WHAT IS REQUIRED
Please recast all of the material below as a numbered list, one line per item, with blank lines left out.

— Begin —

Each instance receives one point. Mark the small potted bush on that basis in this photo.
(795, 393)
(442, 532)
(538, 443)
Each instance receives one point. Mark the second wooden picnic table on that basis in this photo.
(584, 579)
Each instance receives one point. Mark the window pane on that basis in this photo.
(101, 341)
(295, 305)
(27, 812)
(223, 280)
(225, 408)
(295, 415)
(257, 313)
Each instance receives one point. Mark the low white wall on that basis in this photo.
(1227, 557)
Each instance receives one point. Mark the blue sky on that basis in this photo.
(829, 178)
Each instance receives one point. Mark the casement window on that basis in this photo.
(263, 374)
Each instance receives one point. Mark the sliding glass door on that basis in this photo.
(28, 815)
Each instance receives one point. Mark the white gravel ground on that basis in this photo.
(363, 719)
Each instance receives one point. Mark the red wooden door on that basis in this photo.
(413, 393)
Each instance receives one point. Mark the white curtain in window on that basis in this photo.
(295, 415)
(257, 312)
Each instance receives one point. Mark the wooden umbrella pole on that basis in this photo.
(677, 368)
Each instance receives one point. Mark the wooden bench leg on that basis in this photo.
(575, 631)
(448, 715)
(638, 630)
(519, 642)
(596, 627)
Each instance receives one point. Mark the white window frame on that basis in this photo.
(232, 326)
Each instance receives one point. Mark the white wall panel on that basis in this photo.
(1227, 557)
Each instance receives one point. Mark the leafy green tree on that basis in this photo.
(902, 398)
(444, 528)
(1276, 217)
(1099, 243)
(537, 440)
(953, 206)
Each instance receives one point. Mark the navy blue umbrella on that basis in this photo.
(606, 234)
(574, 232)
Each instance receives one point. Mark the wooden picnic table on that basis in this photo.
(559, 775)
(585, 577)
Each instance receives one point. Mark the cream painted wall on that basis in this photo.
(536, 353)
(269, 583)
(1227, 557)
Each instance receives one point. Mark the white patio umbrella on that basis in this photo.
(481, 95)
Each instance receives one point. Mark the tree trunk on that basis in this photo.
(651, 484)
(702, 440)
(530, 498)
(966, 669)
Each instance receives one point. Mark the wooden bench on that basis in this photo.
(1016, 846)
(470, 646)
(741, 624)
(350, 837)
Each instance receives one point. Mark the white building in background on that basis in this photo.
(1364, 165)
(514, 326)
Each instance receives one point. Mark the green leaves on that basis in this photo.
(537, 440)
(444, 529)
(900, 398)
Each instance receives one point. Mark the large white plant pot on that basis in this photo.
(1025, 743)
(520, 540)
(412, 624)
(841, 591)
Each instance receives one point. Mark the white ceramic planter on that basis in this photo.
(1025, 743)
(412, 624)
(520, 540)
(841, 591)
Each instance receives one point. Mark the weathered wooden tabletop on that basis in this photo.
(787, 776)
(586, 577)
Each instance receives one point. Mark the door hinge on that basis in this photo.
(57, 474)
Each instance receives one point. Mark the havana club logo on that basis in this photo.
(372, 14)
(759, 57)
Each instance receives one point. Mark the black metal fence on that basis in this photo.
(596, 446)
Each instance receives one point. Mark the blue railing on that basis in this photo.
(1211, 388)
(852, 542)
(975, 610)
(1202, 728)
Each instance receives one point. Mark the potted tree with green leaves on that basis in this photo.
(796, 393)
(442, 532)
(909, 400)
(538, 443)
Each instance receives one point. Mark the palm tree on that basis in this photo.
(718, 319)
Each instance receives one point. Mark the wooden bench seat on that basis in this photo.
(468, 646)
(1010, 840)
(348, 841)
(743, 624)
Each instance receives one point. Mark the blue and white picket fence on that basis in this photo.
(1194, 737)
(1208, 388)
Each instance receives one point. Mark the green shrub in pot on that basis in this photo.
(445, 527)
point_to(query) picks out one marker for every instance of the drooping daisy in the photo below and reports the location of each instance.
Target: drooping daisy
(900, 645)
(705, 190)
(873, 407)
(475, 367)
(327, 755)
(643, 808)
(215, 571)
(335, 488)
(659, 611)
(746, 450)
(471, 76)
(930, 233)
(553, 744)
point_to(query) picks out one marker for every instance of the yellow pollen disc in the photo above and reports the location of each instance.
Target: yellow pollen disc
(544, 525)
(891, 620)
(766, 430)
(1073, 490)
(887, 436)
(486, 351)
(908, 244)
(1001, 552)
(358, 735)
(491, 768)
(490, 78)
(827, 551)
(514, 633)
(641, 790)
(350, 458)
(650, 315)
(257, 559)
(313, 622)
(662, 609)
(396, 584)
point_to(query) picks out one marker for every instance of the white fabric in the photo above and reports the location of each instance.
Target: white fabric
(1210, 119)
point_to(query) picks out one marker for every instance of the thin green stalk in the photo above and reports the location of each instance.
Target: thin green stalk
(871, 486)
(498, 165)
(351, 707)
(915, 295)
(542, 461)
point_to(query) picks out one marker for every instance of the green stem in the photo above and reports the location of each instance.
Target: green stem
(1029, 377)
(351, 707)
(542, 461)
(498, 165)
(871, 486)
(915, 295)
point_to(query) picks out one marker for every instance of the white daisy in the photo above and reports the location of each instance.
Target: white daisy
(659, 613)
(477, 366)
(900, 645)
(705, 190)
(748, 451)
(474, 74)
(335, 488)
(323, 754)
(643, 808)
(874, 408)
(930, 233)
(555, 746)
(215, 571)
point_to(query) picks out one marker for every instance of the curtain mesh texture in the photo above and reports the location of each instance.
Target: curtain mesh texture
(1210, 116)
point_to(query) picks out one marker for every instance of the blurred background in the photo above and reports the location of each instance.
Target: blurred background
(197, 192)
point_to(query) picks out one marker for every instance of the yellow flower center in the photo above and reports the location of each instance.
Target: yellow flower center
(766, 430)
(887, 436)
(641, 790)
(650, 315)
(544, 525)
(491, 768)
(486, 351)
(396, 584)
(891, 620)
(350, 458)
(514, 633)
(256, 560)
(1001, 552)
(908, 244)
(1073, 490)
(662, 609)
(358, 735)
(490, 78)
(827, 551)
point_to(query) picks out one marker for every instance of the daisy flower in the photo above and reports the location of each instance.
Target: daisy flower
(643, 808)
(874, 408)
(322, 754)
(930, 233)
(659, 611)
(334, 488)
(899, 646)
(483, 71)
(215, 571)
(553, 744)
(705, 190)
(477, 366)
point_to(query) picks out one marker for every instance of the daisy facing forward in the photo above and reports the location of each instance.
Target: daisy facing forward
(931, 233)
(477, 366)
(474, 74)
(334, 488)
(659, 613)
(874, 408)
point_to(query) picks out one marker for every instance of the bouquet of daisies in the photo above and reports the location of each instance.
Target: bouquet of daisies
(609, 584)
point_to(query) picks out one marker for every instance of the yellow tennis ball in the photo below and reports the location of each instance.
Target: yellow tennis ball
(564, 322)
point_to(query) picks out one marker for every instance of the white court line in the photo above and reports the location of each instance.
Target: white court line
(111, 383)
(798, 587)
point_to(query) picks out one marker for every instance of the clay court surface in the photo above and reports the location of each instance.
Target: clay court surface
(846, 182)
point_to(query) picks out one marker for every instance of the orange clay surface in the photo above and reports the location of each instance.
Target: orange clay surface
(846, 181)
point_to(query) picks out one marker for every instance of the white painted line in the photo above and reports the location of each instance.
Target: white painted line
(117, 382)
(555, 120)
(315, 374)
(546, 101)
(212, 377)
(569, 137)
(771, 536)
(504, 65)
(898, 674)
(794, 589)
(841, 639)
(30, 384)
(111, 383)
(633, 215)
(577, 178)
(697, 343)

— End —

REPLY TO THE EXERCISE
1. Each instance receives one point. Mark the small potted bush on that basis in this photo.
2. (795, 393)
3. (442, 532)
4. (538, 443)
5. Each instance receives one point. Mark the second wooden picnic table on that basis in this photo.
6. (584, 579)
7. Each instance receives one point. Mark the window pane on that basis in this photo.
8. (101, 341)
9. (295, 305)
10. (27, 812)
11. (223, 280)
12. (225, 408)
13. (295, 415)
14. (257, 313)
15. Each instance receives one point. Mark the low white wall on that basis in this photo.
16. (1227, 557)
17. Each instance receives one point. Mark the blue sky on that basis in this photo.
18. (829, 178)
19. Each instance receives one point. Mark the casement window on that basis in this photo.
20. (263, 374)
21. Each instance receives one point. Mark the sliding glass door on that basis in this photo.
22. (28, 815)
23. Each instance receives one point. Mark the white gravel ground on that basis in this photo.
24. (363, 719)
25. Each instance receives one point. Mark the red wooden door on that basis in this photo.
26. (413, 393)
27. Each instance receives one point. Mark the white curtain in window on that basis in this photo.
28. (295, 415)
29. (257, 312)
30. Each instance receives one point. Mark the wooden umbrella pole on that basis in this photo.
31. (677, 368)
32. Each instance receives one point. Mark the wooden bench leg on that basis in this photo.
33. (575, 631)
34. (448, 715)
35. (638, 630)
36. (519, 642)
37. (596, 627)
38. Each instance receives one point. Mark the white window frame on that basis in this photo.
39. (232, 326)
40. Each instance receives one point. Mark the white wall panel on that basis in this photo.
41. (1227, 557)
42. Each instance receives one point. Mark the leafy green tree on that basis in this photo.
43. (902, 398)
44. (444, 528)
45. (1276, 217)
46. (1099, 243)
47. (537, 440)
48. (953, 206)
49. Each instance receives one point. Mark the navy blue umbrella on that basis in this photo.
50. (606, 234)
51. (574, 232)
52. Each instance receives one point. Mark the wooden picnic table on that basis in this photo.
53. (559, 775)
54. (585, 577)
55. Each instance receives one point. Mark the cream painted wall on that basis in this photo.
56. (536, 353)
57. (269, 583)
58. (1227, 557)
59. Each instance receives one point. Mark the white patio umbrella on that basis in this photo.
60. (481, 95)
61. Each instance receives one point. Mark the tree trunk on that basis in this photo.
62. (651, 484)
63. (702, 440)
64. (530, 498)
65. (966, 669)
66. Each instance receives one point. Mark the wooden bench on that basis in this photo.
67. (1016, 846)
68. (470, 646)
69. (741, 624)
70. (350, 837)
71. Each instance receives one point. Mark the white building in background on that basis in this photo.
72. (1364, 165)
73. (514, 326)
74. Each instance receives one point. Mark the green leaves on that basis in this photo.
75. (537, 440)
76. (444, 529)
77. (900, 398)
78. Each instance receives one point. Mark the large white plant pot on that basis in this photo.
79. (1025, 743)
80. (520, 540)
81. (412, 624)
82. (841, 591)
83. Each instance receives one point. Mark the white ceramic planter on that basis in this photo.
84. (1025, 743)
85. (412, 624)
86. (520, 540)
87. (841, 591)
88. Each instance receives one point. Mark the weathered wooden tabletop on that basis in this photo.
89. (787, 776)
90. (586, 577)
91. Each instance receives one point. Mark the door hinge on that basis in this photo.
92. (57, 474)
93. Each instance receives one point. Mark the havana club logo on that basis in this photo.
94. (372, 14)
95. (759, 57)
96. Each instance receives one point. Mark the black metal fence on that basis in this photo.
97. (596, 446)
98. Each instance receives one point. Mark the blue railing on that basis in this photo.
99. (1211, 388)
100. (852, 542)
101. (975, 610)
102. (1202, 728)
103. Each instance receives one point. Mark the potted tree with green leaves on that basis in this photo.
104. (796, 393)
105. (442, 532)
106. (909, 400)
107. (538, 443)
108. Each instance receives one point. Mark the palm tree on that basis in this photo.
109. (718, 319)
110. Each instance receives one point. Mark the wooden bench seat on that basis in this photo.
111. (468, 646)
112. (1010, 840)
113. (348, 841)
114. (743, 624)
115. Each instance receives one point. Mark the blue and white picket fence on that basis in this photo.
116. (1194, 737)
117. (1208, 388)
118. Each instance receives one point. Mark the green shrub in pot on that basis in this photo.
119. (445, 527)
120. point_to(query) picks out one marker for every instance of the drooping daisy in the photo below and reports the location of each instance.
121. Target: drooping daisy
122. (900, 645)
123. (705, 190)
124. (873, 407)
125. (475, 367)
126. (327, 755)
127. (643, 808)
128. (215, 571)
129. (335, 488)
130. (659, 611)
131. (746, 450)
132. (471, 76)
133. (930, 233)
134. (553, 744)
135. point_to(query) picks out one marker for every instance of the yellow pollen disc in the photo above and reports the location of each instance.
136. Target: yellow pollen disc
137. (544, 525)
138. (891, 620)
139. (766, 430)
140. (1073, 490)
141. (887, 436)
142. (486, 351)
143. (908, 244)
144. (1001, 552)
145. (358, 735)
146. (491, 768)
147. (490, 78)
148. (827, 551)
149. (514, 633)
150. (641, 790)
151. (350, 458)
152. (650, 315)
153. (257, 559)
154. (313, 622)
155. (662, 609)
156. (396, 584)
157. point_to(query) picks out one marker for every instance of the white fabric in the photo above and reports the location of each instance.
158. Target: white fabric
159. (1210, 119)
160. point_to(query) picks out one marker for every instance of the thin green stalk in the photo above and reports the location of each instance.
161. Target: thin green stalk
162. (871, 486)
163. (498, 165)
164. (351, 707)
165. (915, 295)
166. (542, 461)
167. point_to(query) picks out one marker for every instance of the green stem in the photo above and reports the location of each instance.
168. Target: green stem
169. (1029, 377)
170. (351, 707)
171. (542, 461)
172. (498, 165)
173. (871, 486)
174. (915, 295)
175. point_to(query) picks out one marker for every instance of the white daisy in the photo above and reports the location of each instance.
176. Target: white daisy
177. (659, 613)
178. (477, 366)
179. (900, 645)
180. (705, 190)
181. (748, 451)
182. (474, 74)
183. (335, 488)
184. (323, 754)
185. (643, 808)
186. (874, 408)
187. (930, 233)
188. (555, 746)
189. (215, 571)
190. point_to(query) picks out one marker for every instance of the curtain mesh texture in the photo above and reports the location of each instance.
191. Target: curtain mesh texture
192. (1210, 116)
193. point_to(query) picks out one marker for every instance of the blurred background in the photo above and reports the location of each instance.
194. Target: blurred background
195. (197, 192)
196. point_to(query) picks out one marker for every instance of the yellow flower center in the photo above and reports the location of each instance.
197. Target: yellow flower center
198. (766, 430)
199. (887, 436)
200. (641, 790)
201. (650, 315)
202. (544, 525)
203. (491, 768)
204. (486, 351)
205. (396, 584)
206. (891, 620)
207. (350, 458)
208. (514, 633)
209. (256, 560)
210. (1001, 552)
211. (908, 244)
212. (1073, 490)
213. (662, 609)
214. (358, 735)
215. (490, 78)
216. (827, 551)
217. point_to(query) picks out one marker for every instance of the daisy flower in the photo above and reports the location of each instance.
218. Target: daisy flower
219. (643, 808)
220. (874, 408)
221. (322, 754)
222. (930, 233)
223. (659, 611)
224. (334, 488)
225. (899, 646)
226. (483, 71)
227. (215, 571)
228. (553, 744)
229. (705, 190)
230. (477, 366)
231. point_to(query) picks out one marker for every instance of the daisy facing forward in the photo above and reports the location of each instance.
232. Target: daisy facing forward
233. (931, 233)
234. (477, 366)
235. (474, 74)
236. (334, 488)
237. (659, 613)
238. (874, 408)
239. point_to(query) picks out one marker for every instance of the bouquet of daisies in the photo above and reports the location of each instance.
240. Target: bouquet of daisies
241. (609, 584)
242. point_to(query) picks out one marker for every instance of the yellow tennis ball in the photo below and reports the location of each instance.
243. Target: yellow tennis ball
244. (564, 322)
245. point_to(query) picks out one marker for every instance of the white court line in the photo above and reports the location of each instance.
246. Target: white court line
247. (111, 383)
248. (798, 587)
249. point_to(query) picks out one marker for every instance of the clay court surface in the photo above and reports the location of each instance.
250. Target: clay court surface
251. (846, 182)
252. point_to(query) picks out one marker for every instance of the orange clay surface in the photo above and reports the location of each instance.
253. Target: orange clay surface
254. (846, 181)
255. point_to(query) picks out one marker for every instance of the white painted line in the photo above and reports the location of each instance.
256. Target: white painted line
257. (117, 382)
258. (555, 120)
259. (315, 374)
260. (546, 101)
261. (212, 377)
262. (569, 137)
263. (771, 536)
264. (504, 65)
265. (898, 674)
266. (794, 589)
267. (841, 639)
268. (30, 384)
269. (111, 383)
270. (633, 215)
271. (577, 178)
272. (697, 343)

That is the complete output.